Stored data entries
<<<<

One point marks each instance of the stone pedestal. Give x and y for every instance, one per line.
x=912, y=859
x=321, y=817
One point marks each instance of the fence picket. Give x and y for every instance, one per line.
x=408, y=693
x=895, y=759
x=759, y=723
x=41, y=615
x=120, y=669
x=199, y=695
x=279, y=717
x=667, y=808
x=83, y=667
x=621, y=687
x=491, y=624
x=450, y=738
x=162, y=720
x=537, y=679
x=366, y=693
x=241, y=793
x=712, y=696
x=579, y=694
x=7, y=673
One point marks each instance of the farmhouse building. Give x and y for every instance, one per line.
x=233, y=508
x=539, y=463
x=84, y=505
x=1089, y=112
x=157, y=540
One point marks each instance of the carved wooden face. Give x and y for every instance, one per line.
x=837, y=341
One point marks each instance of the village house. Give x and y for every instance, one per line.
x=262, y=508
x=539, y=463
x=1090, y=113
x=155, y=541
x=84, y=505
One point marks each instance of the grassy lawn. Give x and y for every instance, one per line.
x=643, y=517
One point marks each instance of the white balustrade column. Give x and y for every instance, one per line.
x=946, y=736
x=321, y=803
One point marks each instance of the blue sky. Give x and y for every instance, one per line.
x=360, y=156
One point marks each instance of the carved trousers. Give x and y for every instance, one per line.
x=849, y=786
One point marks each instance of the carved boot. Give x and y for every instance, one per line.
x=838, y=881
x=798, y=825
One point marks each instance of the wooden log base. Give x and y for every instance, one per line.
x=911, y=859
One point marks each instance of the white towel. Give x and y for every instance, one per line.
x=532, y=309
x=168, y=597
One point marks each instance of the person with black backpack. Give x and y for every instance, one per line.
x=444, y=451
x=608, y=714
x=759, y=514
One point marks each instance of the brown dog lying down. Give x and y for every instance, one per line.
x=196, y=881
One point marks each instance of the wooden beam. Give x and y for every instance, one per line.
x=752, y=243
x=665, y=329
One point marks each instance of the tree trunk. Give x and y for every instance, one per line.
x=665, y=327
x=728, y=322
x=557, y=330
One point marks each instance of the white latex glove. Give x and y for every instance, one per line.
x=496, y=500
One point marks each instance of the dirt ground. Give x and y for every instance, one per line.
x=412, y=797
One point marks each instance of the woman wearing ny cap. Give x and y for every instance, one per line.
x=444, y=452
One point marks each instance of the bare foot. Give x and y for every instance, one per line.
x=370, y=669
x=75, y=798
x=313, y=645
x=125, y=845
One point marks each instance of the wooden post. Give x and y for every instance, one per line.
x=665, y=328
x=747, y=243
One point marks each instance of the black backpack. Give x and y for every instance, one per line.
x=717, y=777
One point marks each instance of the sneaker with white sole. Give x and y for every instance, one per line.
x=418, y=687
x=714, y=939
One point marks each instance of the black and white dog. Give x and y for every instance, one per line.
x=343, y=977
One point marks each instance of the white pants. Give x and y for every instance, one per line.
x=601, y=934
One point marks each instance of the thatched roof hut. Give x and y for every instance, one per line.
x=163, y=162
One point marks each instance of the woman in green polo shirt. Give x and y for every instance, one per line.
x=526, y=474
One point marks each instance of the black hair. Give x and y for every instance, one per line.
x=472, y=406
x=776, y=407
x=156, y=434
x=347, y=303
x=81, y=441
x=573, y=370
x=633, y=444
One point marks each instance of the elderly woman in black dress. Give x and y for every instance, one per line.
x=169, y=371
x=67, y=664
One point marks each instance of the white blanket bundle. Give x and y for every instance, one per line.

>>>>

REQUIREMENT
Each of the records is to be written out again exactly.

ANSWER SECTION
One point marks each instance of the stone pedestal. Give x and y for every instance, one per line.
x=912, y=859
x=321, y=817
One point marks each instance of the fence picket. Give x and y for every instance, one per line.
x=408, y=693
x=895, y=759
x=759, y=723
x=41, y=615
x=120, y=669
x=199, y=695
x=279, y=717
x=667, y=808
x=83, y=667
x=621, y=687
x=491, y=624
x=450, y=738
x=162, y=720
x=537, y=679
x=366, y=693
x=241, y=793
x=712, y=696
x=579, y=694
x=7, y=673
One point marks each instance of the farmhouse building. Give x and y for every instance, one per line.
x=233, y=508
x=539, y=463
x=84, y=505
x=1089, y=112
x=157, y=540
One point marks each instance of the carved wooden face. Give x and y for every instance, one per line.
x=837, y=341
One point marks each instance of the village house. Give x and y for every instance, one per line.
x=262, y=508
x=539, y=463
x=1090, y=113
x=155, y=541
x=84, y=505
One point marks each instance of the grassy lawn. Give x and y for every instance, one per line.
x=643, y=517
One point marks each instance of the white balustrade column. Give x and y for every instance, one per line.
x=946, y=736
x=321, y=803
One point marks each instance of the blue sky. Give x and y for every instance, one per line.
x=360, y=156
One point marks each instance of the carved trousers. Give x and y for every instance, one per line.
x=849, y=786
One point marks each instance of the carved boot. Give x and y for every instance, one per line.
x=838, y=881
x=798, y=825
One point marks each instance of the wooden log base. Give x and y for every instance, one per line.
x=911, y=859
One point marks each instance of the white towel. Give x and y for every instance, one per line.
x=532, y=309
x=168, y=597
One point marks each instance of the person with black backpack. Give x and y for every instance, one per line.
x=444, y=451
x=608, y=714
x=759, y=514
One point marks each instance of the brown dog lying down. Give x and y for every instance, one per line.
x=196, y=881
One point marks each instance of the wooden beam. Give x and y for every instance, one per line.
x=752, y=243
x=665, y=329
One point marks each instance of the tree trunk. Give x and y for every instance, one per line.
x=665, y=327
x=728, y=322
x=557, y=330
One point marks each instance of the white latex glove. Give x and y for every instance, one per line.
x=496, y=500
One point marks each instance of the dirt ground. Give x and y for every instance, one per line.
x=412, y=797
One point marks each instance of the woman wearing ny cap. Give x and y for every instance, one per line.
x=444, y=452
One point marks each instance of the bare foot. Give x and y for every instance, one per line.
x=370, y=669
x=75, y=798
x=313, y=645
x=125, y=845
One point marks each instance of the wooden post. Give x and y for every instance, one per line.
x=665, y=328
x=747, y=243
One point marks each instance of the black backpack. Give x and y for every instance, one per line.
x=717, y=777
One point marks each instance of the sneaker with white sole. Give x and y for every instance, one per line.
x=418, y=687
x=714, y=939
One point marks each instance of the black and white dog. Give x and y for every instance, one per line.
x=343, y=977
One point marks each instance of the white pants. Give x and y for every instance, one per line.
x=601, y=934
One point marks each instance of the thatched roof hut. Give x and y for every instance, one per line.
x=163, y=162
One point marks each instance of the woman in green polo shirt. Give x and y for every instance, one per line.
x=526, y=474
One point marks each instance of the black hair. Give x and y for every instance, one per line.
x=472, y=406
x=776, y=407
x=156, y=434
x=347, y=303
x=81, y=441
x=573, y=370
x=633, y=444
One point marks each instance of the elderly woman in black dress. Give x and y for every instance, one per line.
x=169, y=371
x=67, y=664
One point marks each instance of the white blanket bundle. Give x and y for every instance, one per line.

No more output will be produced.